Exercise details: Return each line of the data below that contains the string "positive".

Given data:
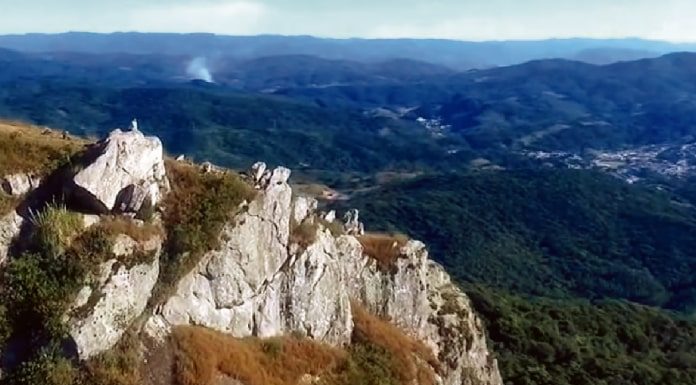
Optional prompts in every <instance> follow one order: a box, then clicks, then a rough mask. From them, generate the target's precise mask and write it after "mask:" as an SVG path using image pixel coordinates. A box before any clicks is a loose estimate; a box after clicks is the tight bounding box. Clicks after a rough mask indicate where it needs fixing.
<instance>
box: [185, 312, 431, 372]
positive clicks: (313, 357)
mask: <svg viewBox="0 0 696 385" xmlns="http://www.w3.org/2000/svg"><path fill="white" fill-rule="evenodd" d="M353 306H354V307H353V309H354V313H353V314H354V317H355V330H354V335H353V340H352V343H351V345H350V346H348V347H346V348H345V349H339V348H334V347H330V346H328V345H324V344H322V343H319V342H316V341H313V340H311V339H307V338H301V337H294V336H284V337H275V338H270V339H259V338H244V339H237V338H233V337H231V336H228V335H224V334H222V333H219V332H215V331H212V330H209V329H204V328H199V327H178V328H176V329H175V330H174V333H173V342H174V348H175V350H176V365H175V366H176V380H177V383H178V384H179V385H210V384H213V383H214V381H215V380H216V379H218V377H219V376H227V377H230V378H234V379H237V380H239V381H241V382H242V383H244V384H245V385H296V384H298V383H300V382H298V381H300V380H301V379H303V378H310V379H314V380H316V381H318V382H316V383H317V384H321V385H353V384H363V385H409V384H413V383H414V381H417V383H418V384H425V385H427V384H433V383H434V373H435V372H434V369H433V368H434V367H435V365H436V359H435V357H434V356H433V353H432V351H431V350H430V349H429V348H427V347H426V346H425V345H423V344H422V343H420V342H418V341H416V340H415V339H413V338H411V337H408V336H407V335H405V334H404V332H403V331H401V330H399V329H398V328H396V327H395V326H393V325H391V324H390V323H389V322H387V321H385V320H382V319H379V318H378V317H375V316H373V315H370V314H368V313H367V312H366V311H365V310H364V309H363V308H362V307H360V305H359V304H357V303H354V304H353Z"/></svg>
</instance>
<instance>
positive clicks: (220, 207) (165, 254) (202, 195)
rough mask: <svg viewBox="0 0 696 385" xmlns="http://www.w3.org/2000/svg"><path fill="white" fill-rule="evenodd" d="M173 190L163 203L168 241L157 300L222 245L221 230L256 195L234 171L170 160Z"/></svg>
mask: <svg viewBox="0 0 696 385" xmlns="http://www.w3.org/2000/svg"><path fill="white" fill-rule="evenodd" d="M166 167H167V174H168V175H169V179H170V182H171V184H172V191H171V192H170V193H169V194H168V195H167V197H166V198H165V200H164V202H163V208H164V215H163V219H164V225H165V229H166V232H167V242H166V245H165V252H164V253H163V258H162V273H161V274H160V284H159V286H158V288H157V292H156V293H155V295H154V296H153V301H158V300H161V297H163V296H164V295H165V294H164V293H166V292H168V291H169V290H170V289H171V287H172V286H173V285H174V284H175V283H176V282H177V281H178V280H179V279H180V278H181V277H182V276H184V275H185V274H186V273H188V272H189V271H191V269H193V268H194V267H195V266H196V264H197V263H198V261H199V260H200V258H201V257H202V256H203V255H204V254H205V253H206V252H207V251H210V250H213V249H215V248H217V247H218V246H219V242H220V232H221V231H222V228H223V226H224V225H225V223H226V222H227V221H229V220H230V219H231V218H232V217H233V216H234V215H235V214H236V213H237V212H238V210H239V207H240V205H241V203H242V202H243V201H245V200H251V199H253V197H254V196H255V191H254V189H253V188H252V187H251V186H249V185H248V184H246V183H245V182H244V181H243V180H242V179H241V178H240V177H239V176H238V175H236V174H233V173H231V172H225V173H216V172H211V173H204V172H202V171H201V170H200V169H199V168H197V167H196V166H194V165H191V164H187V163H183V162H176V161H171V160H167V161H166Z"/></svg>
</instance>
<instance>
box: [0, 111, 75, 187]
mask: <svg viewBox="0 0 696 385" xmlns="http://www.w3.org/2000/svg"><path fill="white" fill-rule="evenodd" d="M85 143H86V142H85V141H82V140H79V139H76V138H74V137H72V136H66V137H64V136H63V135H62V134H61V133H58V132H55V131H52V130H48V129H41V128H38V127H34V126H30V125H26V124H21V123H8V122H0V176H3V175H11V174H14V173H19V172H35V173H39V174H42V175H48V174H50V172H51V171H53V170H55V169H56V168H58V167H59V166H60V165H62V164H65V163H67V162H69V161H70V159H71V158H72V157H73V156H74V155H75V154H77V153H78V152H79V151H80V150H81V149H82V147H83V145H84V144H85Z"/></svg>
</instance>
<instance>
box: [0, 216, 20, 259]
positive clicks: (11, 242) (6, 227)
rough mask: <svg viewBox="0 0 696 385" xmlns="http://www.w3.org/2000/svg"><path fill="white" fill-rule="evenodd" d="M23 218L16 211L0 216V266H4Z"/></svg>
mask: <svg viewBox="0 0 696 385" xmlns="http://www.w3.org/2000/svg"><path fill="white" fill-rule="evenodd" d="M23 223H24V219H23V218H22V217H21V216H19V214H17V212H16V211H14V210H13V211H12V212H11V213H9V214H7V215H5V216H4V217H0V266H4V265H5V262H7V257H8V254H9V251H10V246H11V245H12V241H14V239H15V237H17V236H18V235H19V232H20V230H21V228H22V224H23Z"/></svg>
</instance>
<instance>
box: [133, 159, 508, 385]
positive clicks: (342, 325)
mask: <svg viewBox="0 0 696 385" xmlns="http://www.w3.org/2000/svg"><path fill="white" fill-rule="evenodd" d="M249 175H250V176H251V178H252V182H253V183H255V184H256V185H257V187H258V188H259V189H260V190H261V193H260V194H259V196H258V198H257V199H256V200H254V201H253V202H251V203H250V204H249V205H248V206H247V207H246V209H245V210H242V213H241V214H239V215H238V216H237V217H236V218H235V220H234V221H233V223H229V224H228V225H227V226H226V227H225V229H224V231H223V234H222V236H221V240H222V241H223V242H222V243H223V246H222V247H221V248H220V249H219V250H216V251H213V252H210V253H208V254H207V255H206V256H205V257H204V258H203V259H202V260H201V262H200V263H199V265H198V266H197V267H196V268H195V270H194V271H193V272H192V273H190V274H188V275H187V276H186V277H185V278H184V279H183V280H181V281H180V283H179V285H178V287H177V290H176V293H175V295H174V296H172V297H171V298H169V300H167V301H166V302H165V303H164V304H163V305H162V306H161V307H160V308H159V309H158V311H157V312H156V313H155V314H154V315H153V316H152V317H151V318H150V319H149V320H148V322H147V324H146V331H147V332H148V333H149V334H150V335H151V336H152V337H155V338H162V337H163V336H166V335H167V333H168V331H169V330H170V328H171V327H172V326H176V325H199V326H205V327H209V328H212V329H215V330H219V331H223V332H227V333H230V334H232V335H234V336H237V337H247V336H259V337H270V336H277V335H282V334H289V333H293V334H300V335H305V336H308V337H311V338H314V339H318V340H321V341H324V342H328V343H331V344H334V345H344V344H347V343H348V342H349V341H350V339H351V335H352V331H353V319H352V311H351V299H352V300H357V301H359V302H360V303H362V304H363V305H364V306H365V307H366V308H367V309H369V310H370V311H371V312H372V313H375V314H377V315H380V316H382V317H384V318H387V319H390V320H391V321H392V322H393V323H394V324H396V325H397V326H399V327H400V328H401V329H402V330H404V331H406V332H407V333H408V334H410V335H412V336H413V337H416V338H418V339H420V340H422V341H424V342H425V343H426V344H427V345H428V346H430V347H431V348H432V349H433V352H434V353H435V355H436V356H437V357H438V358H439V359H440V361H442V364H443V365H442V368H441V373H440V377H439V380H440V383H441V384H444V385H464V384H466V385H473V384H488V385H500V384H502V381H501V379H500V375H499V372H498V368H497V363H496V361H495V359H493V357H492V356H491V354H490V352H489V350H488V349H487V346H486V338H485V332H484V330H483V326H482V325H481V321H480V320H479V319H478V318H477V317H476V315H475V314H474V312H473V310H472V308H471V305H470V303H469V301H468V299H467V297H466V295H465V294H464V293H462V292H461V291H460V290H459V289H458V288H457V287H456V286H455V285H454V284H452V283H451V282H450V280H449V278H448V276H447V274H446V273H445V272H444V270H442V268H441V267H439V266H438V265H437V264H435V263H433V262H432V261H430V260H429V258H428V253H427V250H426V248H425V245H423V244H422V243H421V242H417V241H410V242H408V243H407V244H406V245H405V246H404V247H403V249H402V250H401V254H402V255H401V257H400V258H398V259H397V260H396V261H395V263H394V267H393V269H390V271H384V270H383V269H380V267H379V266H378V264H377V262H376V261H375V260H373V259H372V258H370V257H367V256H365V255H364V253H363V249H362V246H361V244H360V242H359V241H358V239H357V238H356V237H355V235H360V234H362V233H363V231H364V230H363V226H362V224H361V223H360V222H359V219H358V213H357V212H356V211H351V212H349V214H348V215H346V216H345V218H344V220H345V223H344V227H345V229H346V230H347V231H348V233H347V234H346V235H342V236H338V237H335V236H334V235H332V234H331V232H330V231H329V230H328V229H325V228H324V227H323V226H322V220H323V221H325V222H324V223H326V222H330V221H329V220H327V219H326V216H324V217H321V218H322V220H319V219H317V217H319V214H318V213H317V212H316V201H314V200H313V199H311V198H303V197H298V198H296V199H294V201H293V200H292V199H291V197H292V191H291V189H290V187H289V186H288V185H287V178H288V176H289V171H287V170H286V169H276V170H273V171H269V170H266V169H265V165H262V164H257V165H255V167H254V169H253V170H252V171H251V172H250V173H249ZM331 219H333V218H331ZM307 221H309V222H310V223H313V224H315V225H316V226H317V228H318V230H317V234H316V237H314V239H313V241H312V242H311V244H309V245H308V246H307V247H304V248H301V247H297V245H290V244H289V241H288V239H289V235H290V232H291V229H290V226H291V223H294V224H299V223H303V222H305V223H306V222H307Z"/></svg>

Response box:
positive clicks: (313, 357)
positive clicks: (220, 207) (165, 254) (202, 195)
positive clicks: (11, 242) (6, 227)
positive clicks: (342, 325)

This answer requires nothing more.